=== Records ===
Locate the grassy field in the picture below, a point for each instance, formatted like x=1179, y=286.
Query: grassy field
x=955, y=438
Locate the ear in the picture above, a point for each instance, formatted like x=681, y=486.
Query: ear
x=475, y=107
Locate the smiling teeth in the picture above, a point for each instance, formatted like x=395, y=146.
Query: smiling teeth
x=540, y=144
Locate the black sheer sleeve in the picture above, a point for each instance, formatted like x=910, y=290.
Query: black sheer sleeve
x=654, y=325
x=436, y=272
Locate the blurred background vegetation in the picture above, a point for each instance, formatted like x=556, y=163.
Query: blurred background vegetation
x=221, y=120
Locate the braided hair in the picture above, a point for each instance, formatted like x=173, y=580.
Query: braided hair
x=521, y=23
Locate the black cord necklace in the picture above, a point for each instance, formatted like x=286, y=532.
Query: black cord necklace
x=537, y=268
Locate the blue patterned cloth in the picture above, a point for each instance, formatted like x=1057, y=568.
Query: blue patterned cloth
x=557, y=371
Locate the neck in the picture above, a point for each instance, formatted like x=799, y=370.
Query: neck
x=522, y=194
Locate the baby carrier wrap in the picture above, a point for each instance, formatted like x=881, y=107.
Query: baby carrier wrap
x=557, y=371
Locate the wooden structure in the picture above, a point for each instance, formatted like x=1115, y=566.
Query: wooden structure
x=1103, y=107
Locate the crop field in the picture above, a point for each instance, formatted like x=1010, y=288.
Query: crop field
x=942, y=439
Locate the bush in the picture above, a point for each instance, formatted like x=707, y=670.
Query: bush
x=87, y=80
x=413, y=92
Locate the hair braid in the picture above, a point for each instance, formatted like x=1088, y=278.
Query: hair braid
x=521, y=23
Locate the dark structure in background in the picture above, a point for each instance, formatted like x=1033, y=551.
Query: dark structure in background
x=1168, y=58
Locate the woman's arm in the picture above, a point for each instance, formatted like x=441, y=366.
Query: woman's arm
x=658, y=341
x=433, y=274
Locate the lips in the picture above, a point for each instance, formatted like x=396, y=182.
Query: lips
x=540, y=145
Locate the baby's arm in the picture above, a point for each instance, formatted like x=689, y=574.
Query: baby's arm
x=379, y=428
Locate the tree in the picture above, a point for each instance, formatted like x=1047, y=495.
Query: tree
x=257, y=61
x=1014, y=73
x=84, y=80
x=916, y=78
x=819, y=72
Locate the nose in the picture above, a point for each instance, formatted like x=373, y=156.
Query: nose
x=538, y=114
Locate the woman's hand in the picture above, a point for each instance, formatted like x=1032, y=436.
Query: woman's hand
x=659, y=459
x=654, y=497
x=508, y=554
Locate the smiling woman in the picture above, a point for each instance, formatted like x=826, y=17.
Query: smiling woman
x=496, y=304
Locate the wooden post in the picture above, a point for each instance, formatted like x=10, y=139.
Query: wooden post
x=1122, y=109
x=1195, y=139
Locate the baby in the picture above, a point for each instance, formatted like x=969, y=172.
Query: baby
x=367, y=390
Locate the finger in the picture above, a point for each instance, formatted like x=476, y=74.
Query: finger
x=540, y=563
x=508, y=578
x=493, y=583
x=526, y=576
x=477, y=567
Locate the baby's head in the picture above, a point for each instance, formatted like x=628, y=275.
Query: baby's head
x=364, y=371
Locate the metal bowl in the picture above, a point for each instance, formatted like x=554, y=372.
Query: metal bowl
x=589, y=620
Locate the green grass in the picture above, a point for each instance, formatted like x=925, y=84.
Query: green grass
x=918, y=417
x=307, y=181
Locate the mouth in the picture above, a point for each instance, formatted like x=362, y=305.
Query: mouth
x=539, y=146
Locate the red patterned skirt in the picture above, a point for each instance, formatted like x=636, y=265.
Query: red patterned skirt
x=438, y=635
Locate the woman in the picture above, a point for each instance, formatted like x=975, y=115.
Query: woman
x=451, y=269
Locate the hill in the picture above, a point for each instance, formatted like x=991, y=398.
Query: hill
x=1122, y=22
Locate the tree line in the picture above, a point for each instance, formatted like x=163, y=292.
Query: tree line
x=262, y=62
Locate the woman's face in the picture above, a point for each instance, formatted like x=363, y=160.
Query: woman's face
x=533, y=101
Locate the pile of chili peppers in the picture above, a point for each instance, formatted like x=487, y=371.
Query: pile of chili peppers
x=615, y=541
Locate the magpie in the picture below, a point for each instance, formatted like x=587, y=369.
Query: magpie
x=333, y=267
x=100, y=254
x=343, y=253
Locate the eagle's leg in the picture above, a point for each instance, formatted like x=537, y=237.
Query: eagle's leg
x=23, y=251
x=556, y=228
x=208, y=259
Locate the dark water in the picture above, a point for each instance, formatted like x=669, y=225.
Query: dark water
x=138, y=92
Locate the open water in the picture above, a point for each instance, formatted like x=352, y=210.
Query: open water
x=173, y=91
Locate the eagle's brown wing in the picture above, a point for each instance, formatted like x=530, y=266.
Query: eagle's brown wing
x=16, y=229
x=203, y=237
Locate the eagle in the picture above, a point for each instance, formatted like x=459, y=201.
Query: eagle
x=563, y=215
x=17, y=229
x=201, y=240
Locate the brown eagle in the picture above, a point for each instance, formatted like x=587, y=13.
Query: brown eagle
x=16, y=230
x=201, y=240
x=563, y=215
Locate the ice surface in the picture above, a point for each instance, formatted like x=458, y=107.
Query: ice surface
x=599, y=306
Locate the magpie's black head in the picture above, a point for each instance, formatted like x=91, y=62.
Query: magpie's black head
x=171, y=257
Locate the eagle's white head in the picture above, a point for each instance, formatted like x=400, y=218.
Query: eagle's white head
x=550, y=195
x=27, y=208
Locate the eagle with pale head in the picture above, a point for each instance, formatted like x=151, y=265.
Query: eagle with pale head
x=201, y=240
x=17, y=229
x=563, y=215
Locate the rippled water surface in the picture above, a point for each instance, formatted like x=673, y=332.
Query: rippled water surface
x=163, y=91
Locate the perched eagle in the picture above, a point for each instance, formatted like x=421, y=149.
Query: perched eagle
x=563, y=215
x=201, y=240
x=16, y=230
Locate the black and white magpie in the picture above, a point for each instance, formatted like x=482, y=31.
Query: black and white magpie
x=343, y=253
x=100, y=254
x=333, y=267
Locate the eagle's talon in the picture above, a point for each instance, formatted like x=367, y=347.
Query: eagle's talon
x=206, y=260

=== Objective ===
Could you lay out every line of the rows above as a JSON list of strings, one string per line, leaving out any blank lines?

=== Solution ===
[
  "Locate the grassy field in the picture below, a point for each instance, formatted like x=1179, y=286.",
  "Query: grassy field",
  "x=955, y=438",
  "Locate the ear in the picture above, a point for each instance, formatted like x=681, y=486.",
  "Query: ear",
  "x=475, y=107",
  "Locate the smiling teeth in the picture above, a point for each instance, formatted like x=395, y=146.",
  "Query: smiling teeth",
  "x=540, y=144",
  "Locate the black sheer sleeve in the picture above, a point for each instance, formatted like x=910, y=290.",
  "Query: black sheer sleeve",
  "x=654, y=325",
  "x=436, y=272",
  "Locate the blurred background vegetation in the picture above, a point for each instance, formatted like x=556, y=163.",
  "Query: blurred background vegetation",
  "x=221, y=120",
  "Locate the braided hair in the picture above, a point for each instance, formatted like x=173, y=580.",
  "Query: braided hair",
  "x=521, y=23",
  "Locate the black cord necklace in the picture above, a point for each instance, formatted like x=286, y=532.",
  "Query: black cord necklace",
  "x=537, y=268",
  "Locate the blue patterned cloth in the picture above, a point for each instance, formatted like x=1057, y=568.",
  "Query: blue patterned cloth",
  "x=557, y=371",
  "Locate the neck in the picture above, a point for each instance, formatted like x=799, y=370.",
  "Query: neck",
  "x=522, y=194",
  "Locate the baby carrier wrap in the picture above, a point for each instance, formatted like x=881, y=107.",
  "Query: baby carrier wrap",
  "x=557, y=371",
  "Locate the wooden structure in the picture above, a point for each instance, formatted like x=1115, y=566.",
  "Query: wooden structure",
  "x=1103, y=107",
  "Locate the crop field in the picture above, a point for each instance, formatted like x=1010, y=288.",
  "Query: crop field",
  "x=942, y=439",
  "Locate the bush in the picture above, a point for each instance, formatted like x=707, y=670.",
  "Query: bush",
  "x=87, y=80",
  "x=413, y=92",
  "Locate the hair braid in the picture above, a point for each instance, formatted like x=1088, y=278.",
  "Query: hair braid",
  "x=521, y=23",
  "Locate the dark structure in background in the picture above, a point for each instance, formatted like x=1033, y=551.",
  "Query: dark structure in background",
  "x=1168, y=58",
  "Locate the woman's arm in the picture above, a point for each instance, formatted like x=441, y=366.",
  "Query: woman's arm",
  "x=658, y=341",
  "x=433, y=274",
  "Locate the lips in the picture above, a point for each instance, formatted like x=396, y=182.",
  "Query: lips",
  "x=540, y=145",
  "Locate the baby's arm in the picture above, a point for each instance, formatted like x=689, y=574.",
  "Query: baby's arm",
  "x=379, y=428",
  "Locate the tree in the picture above, a point for each instance, formatted like x=1047, y=495.",
  "Query: tree",
  "x=257, y=61",
  "x=1014, y=73",
  "x=84, y=80",
  "x=916, y=78",
  "x=819, y=72",
  "Locate the nose in the picture above, a point for each instance, formatted like x=373, y=156.",
  "Query: nose",
  "x=538, y=114",
  "Locate the woman's hand in the picture above, a point for each instance, formatted like x=1032, y=436.",
  "Query: woman's hand",
  "x=659, y=459",
  "x=654, y=497",
  "x=508, y=554",
  "Locate the smiling woman in the picture above, a point for each instance, formatted like x=826, y=17.",
  "Query: smiling woman",
  "x=496, y=304",
  "Locate the wooden post in the picture above, a point for each instance, formatted like x=10, y=139.",
  "Query: wooden post",
  "x=1122, y=109",
  "x=1195, y=139",
  "Locate the baby in the picture above, a point for each instance, formatted like x=969, y=172.",
  "Query: baby",
  "x=367, y=390",
  "Locate the finger in the picture above, a point for each instance, formatted like x=476, y=74.",
  "Query: finger",
  "x=540, y=563",
  "x=508, y=578",
  "x=493, y=583",
  "x=526, y=576",
  "x=477, y=567",
  "Locate the baby's head in the picture above, a point for each instance, formatted like x=628, y=275.",
  "Query: baby's head",
  "x=364, y=371",
  "Locate the metal bowl in the picture above, a point for each instance, formatted like x=554, y=372.",
  "Query: metal bowl",
  "x=589, y=620",
  "Locate the green grass in the picture above, a point for each instance, formatted like x=925, y=84.",
  "Query: green grass",
  "x=918, y=417",
  "x=307, y=181",
  "Locate the mouth in the picture above, a point for each instance, formatted like x=362, y=305.",
  "Query: mouth",
  "x=539, y=146",
  "Locate the red patterned skirt in the picture above, a point for each instance, formatted like x=636, y=265.",
  "Query: red patterned skirt",
  "x=438, y=635",
  "Locate the woman in the picture above, a point for each instance, formatted like x=975, y=115.",
  "Query: woman",
  "x=451, y=269",
  "Locate the hill in the picture above, a point for each instance, formatted like x=991, y=398.",
  "Query: hill",
  "x=1122, y=22",
  "Locate the tree line in the picture above, a point for each instance, formatted like x=163, y=292.",
  "Query: tree line",
  "x=262, y=62",
  "Locate the woman's face in the picture above, a point for each instance, formatted like x=363, y=160.",
  "Query: woman's face",
  "x=533, y=101",
  "Locate the pile of chili peppers in the picture above, a point for each instance, formatted like x=487, y=371.",
  "Query: pile of chili peppers",
  "x=615, y=541",
  "Locate the magpie in the picture below, a point for each instance, formatted like x=587, y=369.",
  "Query: magpie",
  "x=333, y=267",
  "x=100, y=254",
  "x=343, y=253",
  "Locate the eagle's leg in the picture above, a point for each instance, formatted like x=537, y=237.",
  "Query: eagle's leg",
  "x=23, y=251",
  "x=556, y=228",
  "x=208, y=259",
  "Locate the dark water in the picture above, a point for each instance, formatted like x=669, y=225.",
  "Query: dark water",
  "x=138, y=92",
  "Locate the open water in the picture above, a point for each instance, formatted like x=352, y=210.",
  "Query: open water",
  "x=173, y=91",
  "Locate the eagle's brown wing in the picture above, a point for each instance, formatted like x=530, y=266.",
  "Query: eagle's brown wing",
  "x=16, y=229",
  "x=203, y=237",
  "Locate the eagle in the picture above, a point for each instance, formatted like x=459, y=201.",
  "Query: eagle",
  "x=563, y=215",
  "x=17, y=229",
  "x=201, y=240",
  "Locate the brown eagle in the picture above, a point for each instance, formatted like x=587, y=13.",
  "Query: brown eagle",
  "x=16, y=230",
  "x=201, y=240",
  "x=563, y=215",
  "Locate the ice surface in the picture above, a point for each instance, formatted like x=458, y=107.",
  "Query: ice surface",
  "x=599, y=306",
  "Locate the magpie's black head in the picture above, a point for each instance, formatted like x=91, y=62.",
  "Query: magpie's black head",
  "x=171, y=257",
  "Locate the eagle's white head in the picture above, a point for each instance, formatted like x=400, y=218.",
  "Query: eagle's white head",
  "x=550, y=195",
  "x=27, y=208",
  "Locate the eagle with pale head in the picture above, a point for each instance, formatted like x=151, y=265.",
  "Query: eagle with pale head",
  "x=201, y=240",
  "x=17, y=229",
  "x=563, y=215",
  "Locate the rippled water surface in the picture above, a point for each instance, formatted like x=673, y=332.",
  "Query: rippled water surface",
  "x=163, y=91",
  "Locate the perched eagle in the picture above, a point for each instance, formatted like x=421, y=149.",
  "Query: perched eagle",
  "x=563, y=215",
  "x=201, y=240",
  "x=16, y=230",
  "Locate the black and white magpie in the picture above, a point for each instance, formatted like x=482, y=31.",
  "Query: black and white magpie",
  "x=343, y=253",
  "x=100, y=254",
  "x=333, y=267",
  "Locate the eagle's talon in the picture above, a point for each instance, formatted like x=367, y=347.",
  "Query: eagle's talon",
  "x=206, y=260"
]